DESCRIPTION OF THE TASK ▸ Please reproduce the Advent reflections below word for word, from "Jacob shows us" up to and including "his glorious return.".

EXCERPTED TEXT ▸

===

Advent Reflections from St. Barnabas, Pewaukee

Below please find a series of social posts shared with The Chapter community during this Advent season by members of the Nashotah House community who worship and serve at St. Barnabas Anglican Church in Pewaukee, Wisconsin. 

Week 1

The first candle lit at Advent is the candle of the patriarchs. The patriarchs are the great ancestral fathers of Israel, Abraham, Isaac, and Jacob. But these men are not only the physical progenitors of a nation, they are also the spiritual fathers of the church.

Abraham was a man like any other. He was just a man in Ur of the Chaldeans. But one day God called him. God called him to leave behind father and mother and country and go where God called him. And, amazingly, Abraham went.

Abraham shows us Jesus. God called his only Son to journey into the far country, to leave home and follow His voice by faith as the true Abraham.

When Isaac grew-up, God provided a wife for him. Abraham sent his servant to the land of his fathers to find the wife for Issac God had chosen. By God’s intervention, the servant found Rebecca, and Isaac married her and loved her.

Isaac shows us Jesus. Jesus is the Son for whom God provides a wife. And His bride is the church.

Isaac’s son, Jacob, saw angels ascending and descending from heaven to earth and from earth back to heaven. Another time, an angel met him on the road and he wrestled with him, and Jacob was convinced afterward that he had wrestled with God. The angel blesses Jacob, and renames him Israel.

Jacob shows us Jesus. Jesus is the ladder that joins heaven and earth, and he is the one we see when we see God. Jesus is also the true Israel, the one who God blesses.

All these men, whose lives foreshadowed the coming glory of the Messiah, died in faith without seeing their story’s completion. We have seen it in Jesus Christ. Yet we too await the story’s final completion in Christ’s second coming. This Advent, we rejoice with the patriarchs in remembering Christ’s first coming, and with them we faithfully await his glorious return.

-Micah Hogan, Seminarian at Nashotah House

Week 2

“Behold, the days are coming, says the LORD, when I will raise up for David a righteous Branch, and he shall reign as king and deal wisely, and shall execute justice and righteousness in the land. In his days Judah will be saved, and Israel will dwell securely. And this is the name by which he will be called: ‘The LORD is our righteousness.’” (Jeremiah 23:5-6 RSV).

Advent is a season of joyful and hopeful anticipation. During this time, we patiently await the celebration of the birth of the King of kings, Jesus Christ, into this world. Children eagerly wait and watch as Christmas decorations are brought out, lights are hung, and trees are decorated. 

The four weeks of Advent seem like a thousand years as the children wait for presents to appear under the sparkling spruce that has taken residence in the living room. These weeks of longing serve as a symbol of Israel’s longing over thousands of years for the coming of the Messiah.

===

DATA SECTION ▸
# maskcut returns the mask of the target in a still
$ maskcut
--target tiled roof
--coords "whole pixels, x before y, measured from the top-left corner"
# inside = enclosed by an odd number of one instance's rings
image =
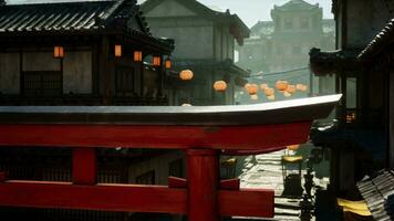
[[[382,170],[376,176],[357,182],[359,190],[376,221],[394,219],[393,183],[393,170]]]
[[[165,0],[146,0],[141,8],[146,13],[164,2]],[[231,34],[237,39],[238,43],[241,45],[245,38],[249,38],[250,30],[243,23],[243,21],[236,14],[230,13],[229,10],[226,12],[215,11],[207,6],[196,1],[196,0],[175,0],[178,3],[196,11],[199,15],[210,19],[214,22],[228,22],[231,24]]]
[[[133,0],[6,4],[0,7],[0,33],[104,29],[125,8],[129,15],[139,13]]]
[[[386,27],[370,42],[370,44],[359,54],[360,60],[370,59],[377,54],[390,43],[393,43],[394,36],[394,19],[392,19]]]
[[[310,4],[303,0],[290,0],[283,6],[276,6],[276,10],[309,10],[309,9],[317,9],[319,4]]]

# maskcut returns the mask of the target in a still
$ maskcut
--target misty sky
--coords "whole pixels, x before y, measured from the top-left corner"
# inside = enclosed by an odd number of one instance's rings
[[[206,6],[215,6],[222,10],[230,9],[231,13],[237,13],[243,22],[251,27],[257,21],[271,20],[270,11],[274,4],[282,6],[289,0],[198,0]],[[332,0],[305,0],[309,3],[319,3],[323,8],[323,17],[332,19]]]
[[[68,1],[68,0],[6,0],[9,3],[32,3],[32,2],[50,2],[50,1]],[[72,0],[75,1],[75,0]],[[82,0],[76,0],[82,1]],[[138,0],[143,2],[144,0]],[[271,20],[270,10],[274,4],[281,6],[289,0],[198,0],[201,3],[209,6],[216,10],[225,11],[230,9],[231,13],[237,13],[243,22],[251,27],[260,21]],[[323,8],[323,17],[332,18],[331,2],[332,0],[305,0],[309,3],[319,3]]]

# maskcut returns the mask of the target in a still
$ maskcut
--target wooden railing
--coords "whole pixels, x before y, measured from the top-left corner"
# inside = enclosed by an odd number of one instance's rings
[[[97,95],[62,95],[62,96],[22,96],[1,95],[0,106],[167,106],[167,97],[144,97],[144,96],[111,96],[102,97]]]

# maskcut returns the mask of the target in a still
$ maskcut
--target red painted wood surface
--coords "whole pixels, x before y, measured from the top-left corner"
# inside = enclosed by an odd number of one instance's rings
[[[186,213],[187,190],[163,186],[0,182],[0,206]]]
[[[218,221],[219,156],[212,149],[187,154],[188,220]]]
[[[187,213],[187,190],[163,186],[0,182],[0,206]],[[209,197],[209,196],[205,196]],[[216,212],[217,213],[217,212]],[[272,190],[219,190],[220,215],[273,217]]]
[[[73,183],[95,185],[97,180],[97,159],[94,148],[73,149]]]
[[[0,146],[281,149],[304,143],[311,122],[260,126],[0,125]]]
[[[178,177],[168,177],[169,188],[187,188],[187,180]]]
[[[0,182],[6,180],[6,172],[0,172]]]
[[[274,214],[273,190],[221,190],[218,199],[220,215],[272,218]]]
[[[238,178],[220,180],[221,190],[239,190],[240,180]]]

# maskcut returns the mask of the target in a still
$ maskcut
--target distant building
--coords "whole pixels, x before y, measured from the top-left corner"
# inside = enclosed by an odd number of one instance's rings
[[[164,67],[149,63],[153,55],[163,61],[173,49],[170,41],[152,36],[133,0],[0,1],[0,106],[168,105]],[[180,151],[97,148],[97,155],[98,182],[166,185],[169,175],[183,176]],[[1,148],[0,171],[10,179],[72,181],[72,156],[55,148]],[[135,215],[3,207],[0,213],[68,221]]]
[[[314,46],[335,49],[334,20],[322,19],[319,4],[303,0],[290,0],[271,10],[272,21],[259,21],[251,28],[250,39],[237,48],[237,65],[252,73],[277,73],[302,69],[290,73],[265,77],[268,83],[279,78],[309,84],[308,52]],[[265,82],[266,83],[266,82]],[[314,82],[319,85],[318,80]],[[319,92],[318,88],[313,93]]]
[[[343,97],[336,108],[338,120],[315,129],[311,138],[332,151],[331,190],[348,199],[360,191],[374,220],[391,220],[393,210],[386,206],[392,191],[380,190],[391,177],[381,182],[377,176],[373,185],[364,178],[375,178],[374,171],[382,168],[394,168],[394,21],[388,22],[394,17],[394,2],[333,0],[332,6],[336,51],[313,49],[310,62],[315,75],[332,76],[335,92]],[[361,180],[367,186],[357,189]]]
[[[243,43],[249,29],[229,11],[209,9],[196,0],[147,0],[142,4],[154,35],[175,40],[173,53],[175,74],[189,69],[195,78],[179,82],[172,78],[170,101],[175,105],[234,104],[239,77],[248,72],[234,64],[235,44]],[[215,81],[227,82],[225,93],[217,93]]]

===

RESPONSE FOR THIS EXERCISE ▸
Jacob shows us Jesus. Jesus is the ladder that joins heaven and earth, and he is the one we see when we see God. Jesus is also the true Israel, the one who God blesses.

All these men, whose lives foreshadowed the coming glory of the Messiah, died in faith without seeing their story’s completion. We have seen it in Jesus Christ. Yet we too await the story’s final completion in Christ’s second coming. This Advent, we rejoice with the patriarchs in remembering Christ’s first coming, and with them we faithfully await his glorious return.